TRY IT: In the episode review below, how does Gilead put Eden and Isaac to death?

Yet even with these developments, the Handmaids are not the focus of this week’s episode. That goes to Eden Blaine née Spencer, who seems unthreatened by the fact that Nicole’s true parents are together under the same roof. Instead, she asks a bewildered June questions about God’s intentions: “He’d want a child to be raised by parents who really love each other, wouldn’t He?” Not understanding, June tries to subtly tell the young Wife that she won’t interfere with her marriage, and that “I think, in this place, you grab love wherever you can find it.”
Oh, June, no. It’s not her fault—she was busy giving birth while Eden was smooching Guardian Isaac, and doesn’t know what subtext was lining the young girl’s question. But her blessing of sorts inspires the young lovers to try to escape Gilead. Whereas June and Nick will joke about bringing Holly to Hawaii, they know how risky it is; Eden and Isaac don’t think that far, and instead just make a break for it.
They get dragged back almost immediately, of course. And while Eden has the chance to beg for forgiveness, the way she did after Nick saw her kissing Isaac, this time she doesn’t want to. She’s trying to reconcile the teachings she was raised with, with the reality of a forced marriage to a man who’s clearly in love with someone else. “All I wanted was to make a real family,” she tells Nick. “Isn’t that what Gilead wants of its servants?” It mirrors Serena’s justification for signing those executive orders in Fred’s absence, claiming that a child’s well being was the greatest responsibility in Gilead, only for Fred to counter that it was actually obeying one’s husband.
So, it’s not surprising that Gilead makes an example of Eden and Isaac. Their death at first seemed too performative, and I’m truly surprised that they would waste a potentially viable uterus. But it would appear that the greater “gain” of drowning someone’s daughter, and someone’s son, in a swimming pool is to ensure that no other families allow their children to indulge in such whimsy.

RECORD EXCERPTS:
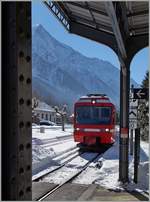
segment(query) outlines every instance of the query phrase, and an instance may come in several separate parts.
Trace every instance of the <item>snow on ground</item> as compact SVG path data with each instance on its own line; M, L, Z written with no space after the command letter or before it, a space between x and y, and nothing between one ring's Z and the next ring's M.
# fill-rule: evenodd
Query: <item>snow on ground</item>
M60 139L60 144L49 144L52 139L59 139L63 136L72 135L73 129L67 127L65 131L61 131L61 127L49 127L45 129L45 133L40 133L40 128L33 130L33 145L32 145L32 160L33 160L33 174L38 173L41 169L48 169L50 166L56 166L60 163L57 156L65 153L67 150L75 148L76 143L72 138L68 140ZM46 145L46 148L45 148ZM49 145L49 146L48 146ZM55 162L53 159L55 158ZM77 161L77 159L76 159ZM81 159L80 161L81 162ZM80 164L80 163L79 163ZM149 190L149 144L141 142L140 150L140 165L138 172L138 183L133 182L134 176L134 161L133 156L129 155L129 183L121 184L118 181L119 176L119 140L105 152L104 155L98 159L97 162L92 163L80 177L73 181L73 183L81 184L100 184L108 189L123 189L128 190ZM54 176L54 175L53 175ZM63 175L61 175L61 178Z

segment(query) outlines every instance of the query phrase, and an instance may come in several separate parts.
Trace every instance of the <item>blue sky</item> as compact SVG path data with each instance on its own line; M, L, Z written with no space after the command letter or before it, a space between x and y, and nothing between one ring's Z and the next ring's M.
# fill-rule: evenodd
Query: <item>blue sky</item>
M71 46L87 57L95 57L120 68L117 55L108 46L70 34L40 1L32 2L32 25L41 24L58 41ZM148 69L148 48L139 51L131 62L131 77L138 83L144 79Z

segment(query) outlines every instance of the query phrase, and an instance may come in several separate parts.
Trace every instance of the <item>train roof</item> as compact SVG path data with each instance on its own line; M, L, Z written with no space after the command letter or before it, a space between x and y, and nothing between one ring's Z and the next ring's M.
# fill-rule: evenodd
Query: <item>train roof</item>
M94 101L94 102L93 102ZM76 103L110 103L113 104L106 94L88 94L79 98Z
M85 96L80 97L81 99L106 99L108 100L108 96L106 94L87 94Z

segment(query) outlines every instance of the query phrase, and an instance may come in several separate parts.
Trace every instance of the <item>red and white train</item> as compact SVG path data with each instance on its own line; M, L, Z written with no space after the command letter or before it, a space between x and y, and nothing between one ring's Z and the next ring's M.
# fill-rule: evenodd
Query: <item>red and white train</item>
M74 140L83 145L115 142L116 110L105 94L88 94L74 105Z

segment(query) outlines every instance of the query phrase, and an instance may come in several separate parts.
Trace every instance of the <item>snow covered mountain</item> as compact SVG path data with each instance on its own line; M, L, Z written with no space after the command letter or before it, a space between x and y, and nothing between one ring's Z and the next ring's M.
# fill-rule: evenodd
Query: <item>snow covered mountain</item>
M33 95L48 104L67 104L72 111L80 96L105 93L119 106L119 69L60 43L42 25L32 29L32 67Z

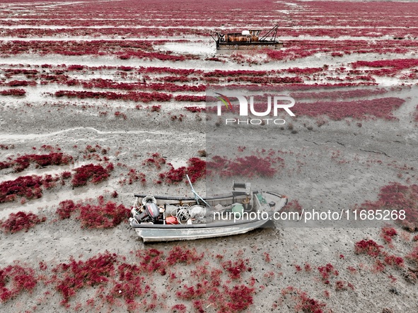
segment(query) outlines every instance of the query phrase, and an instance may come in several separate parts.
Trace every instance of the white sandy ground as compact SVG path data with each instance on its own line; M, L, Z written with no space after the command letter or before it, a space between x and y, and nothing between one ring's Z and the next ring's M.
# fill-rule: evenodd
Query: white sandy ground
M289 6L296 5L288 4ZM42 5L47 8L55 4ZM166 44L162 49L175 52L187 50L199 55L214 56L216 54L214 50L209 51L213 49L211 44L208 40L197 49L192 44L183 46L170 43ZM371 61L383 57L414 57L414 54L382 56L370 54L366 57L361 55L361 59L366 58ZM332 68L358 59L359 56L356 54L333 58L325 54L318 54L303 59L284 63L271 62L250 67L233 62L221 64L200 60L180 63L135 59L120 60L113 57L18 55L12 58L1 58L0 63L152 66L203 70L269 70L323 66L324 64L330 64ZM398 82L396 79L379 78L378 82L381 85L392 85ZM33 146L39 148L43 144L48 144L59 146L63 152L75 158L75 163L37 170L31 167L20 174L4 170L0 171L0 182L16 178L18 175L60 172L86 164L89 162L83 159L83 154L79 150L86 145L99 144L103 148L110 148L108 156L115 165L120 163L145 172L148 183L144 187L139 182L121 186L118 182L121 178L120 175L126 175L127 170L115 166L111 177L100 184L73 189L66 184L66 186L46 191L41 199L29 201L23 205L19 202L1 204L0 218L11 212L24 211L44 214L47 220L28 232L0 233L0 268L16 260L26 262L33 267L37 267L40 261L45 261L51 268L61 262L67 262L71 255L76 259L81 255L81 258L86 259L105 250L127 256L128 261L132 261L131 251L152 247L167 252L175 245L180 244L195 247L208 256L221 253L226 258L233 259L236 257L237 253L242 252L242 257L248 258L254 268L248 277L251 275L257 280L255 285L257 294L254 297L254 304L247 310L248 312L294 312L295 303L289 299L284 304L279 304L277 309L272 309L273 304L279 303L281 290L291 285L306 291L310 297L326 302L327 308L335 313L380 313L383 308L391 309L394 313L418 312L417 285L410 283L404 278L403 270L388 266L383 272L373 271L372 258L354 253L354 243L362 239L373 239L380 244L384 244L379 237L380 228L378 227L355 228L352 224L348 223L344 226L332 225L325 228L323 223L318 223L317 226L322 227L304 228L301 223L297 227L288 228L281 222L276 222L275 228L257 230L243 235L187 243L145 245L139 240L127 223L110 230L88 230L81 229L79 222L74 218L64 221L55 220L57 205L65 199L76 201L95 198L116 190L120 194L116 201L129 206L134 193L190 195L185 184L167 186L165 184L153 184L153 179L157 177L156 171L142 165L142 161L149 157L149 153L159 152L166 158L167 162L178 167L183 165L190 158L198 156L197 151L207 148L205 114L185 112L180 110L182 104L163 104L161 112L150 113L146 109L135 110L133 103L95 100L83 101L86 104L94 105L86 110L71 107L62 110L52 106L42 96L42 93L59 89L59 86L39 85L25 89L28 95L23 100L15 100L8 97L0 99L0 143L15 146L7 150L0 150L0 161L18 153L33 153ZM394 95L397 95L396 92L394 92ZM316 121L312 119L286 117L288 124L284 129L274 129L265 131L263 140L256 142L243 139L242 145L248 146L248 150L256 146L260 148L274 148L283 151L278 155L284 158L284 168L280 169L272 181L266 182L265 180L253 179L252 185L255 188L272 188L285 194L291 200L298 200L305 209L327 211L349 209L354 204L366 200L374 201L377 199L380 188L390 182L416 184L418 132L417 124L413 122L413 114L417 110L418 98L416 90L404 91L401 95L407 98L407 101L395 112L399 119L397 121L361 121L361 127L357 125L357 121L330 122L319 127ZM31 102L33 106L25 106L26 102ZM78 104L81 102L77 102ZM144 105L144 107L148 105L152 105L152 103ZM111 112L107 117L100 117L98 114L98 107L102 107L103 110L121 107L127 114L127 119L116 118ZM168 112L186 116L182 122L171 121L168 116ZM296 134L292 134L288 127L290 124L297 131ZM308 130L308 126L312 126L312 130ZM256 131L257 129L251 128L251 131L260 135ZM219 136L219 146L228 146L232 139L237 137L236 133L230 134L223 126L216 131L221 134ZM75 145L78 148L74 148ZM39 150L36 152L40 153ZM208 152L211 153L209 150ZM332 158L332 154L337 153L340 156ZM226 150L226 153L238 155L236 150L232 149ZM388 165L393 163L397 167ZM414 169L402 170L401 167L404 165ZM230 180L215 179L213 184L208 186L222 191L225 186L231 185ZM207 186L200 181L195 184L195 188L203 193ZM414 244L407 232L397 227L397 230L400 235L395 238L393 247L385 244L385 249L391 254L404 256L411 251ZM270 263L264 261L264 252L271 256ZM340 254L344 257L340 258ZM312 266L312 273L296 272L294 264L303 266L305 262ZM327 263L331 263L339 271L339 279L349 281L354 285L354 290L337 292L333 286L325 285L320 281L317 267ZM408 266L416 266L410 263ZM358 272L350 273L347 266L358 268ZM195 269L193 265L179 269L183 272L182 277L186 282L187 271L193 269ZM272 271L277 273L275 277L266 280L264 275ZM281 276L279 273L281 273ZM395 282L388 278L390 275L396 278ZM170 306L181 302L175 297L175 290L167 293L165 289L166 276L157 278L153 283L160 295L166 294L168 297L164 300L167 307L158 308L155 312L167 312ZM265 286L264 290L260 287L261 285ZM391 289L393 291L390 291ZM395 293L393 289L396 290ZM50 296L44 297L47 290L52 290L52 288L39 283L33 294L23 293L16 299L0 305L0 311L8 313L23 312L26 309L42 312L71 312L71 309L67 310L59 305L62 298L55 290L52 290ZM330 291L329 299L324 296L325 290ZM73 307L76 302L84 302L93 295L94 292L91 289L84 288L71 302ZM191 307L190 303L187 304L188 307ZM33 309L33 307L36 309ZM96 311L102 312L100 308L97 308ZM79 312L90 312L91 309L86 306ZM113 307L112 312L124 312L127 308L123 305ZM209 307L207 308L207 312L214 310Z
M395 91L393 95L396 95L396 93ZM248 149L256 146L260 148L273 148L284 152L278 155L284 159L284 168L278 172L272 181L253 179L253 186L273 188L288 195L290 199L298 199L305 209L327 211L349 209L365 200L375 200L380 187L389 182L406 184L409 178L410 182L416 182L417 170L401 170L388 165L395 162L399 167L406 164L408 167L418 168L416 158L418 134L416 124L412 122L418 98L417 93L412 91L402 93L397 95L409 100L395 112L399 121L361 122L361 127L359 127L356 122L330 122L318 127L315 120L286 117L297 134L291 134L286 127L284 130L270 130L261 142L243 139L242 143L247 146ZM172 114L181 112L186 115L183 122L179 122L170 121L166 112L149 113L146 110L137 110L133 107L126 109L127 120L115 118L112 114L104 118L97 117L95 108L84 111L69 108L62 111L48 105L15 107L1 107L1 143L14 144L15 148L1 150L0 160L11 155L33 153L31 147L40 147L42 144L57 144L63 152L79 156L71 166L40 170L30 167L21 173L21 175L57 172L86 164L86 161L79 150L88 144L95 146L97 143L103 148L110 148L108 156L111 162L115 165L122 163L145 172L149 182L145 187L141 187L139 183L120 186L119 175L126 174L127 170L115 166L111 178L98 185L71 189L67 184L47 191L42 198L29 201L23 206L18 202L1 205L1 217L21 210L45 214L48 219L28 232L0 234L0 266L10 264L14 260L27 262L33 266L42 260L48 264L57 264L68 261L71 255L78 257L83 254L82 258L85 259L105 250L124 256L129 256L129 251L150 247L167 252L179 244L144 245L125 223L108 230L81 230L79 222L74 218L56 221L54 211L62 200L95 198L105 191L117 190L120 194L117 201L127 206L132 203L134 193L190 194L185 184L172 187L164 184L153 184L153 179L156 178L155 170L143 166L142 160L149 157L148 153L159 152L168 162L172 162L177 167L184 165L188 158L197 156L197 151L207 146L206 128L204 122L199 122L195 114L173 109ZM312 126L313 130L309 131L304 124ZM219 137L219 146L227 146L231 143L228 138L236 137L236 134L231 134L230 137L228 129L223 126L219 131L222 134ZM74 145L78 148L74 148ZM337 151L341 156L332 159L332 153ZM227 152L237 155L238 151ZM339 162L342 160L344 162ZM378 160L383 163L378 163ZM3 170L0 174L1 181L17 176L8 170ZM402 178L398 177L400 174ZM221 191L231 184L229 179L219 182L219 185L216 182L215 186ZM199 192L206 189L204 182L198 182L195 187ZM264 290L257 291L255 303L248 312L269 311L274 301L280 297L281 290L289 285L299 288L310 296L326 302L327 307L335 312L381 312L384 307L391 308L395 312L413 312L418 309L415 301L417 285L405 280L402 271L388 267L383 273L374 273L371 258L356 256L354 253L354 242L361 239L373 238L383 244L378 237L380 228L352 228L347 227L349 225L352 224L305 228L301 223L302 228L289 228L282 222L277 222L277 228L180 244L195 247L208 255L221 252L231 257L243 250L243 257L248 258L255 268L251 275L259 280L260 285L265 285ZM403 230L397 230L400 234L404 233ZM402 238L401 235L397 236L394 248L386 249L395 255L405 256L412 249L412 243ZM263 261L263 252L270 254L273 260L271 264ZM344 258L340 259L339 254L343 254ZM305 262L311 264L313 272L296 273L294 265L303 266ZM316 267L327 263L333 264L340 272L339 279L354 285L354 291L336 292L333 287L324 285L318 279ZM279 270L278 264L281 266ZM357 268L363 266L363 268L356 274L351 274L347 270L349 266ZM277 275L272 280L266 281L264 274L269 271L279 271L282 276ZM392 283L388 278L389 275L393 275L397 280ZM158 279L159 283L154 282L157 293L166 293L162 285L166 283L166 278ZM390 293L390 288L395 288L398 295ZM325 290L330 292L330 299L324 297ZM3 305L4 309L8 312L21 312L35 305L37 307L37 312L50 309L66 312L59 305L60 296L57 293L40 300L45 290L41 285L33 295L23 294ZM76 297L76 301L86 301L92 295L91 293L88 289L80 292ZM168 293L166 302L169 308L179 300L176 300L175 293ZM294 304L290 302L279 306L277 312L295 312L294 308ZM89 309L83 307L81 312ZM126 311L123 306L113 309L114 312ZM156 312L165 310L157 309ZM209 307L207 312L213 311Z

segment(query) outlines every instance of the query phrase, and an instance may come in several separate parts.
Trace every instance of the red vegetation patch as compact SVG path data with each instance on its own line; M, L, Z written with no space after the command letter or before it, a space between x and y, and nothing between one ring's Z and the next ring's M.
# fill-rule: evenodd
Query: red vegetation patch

EXERCISE RESPONSE: They are drowned in a swimming pool.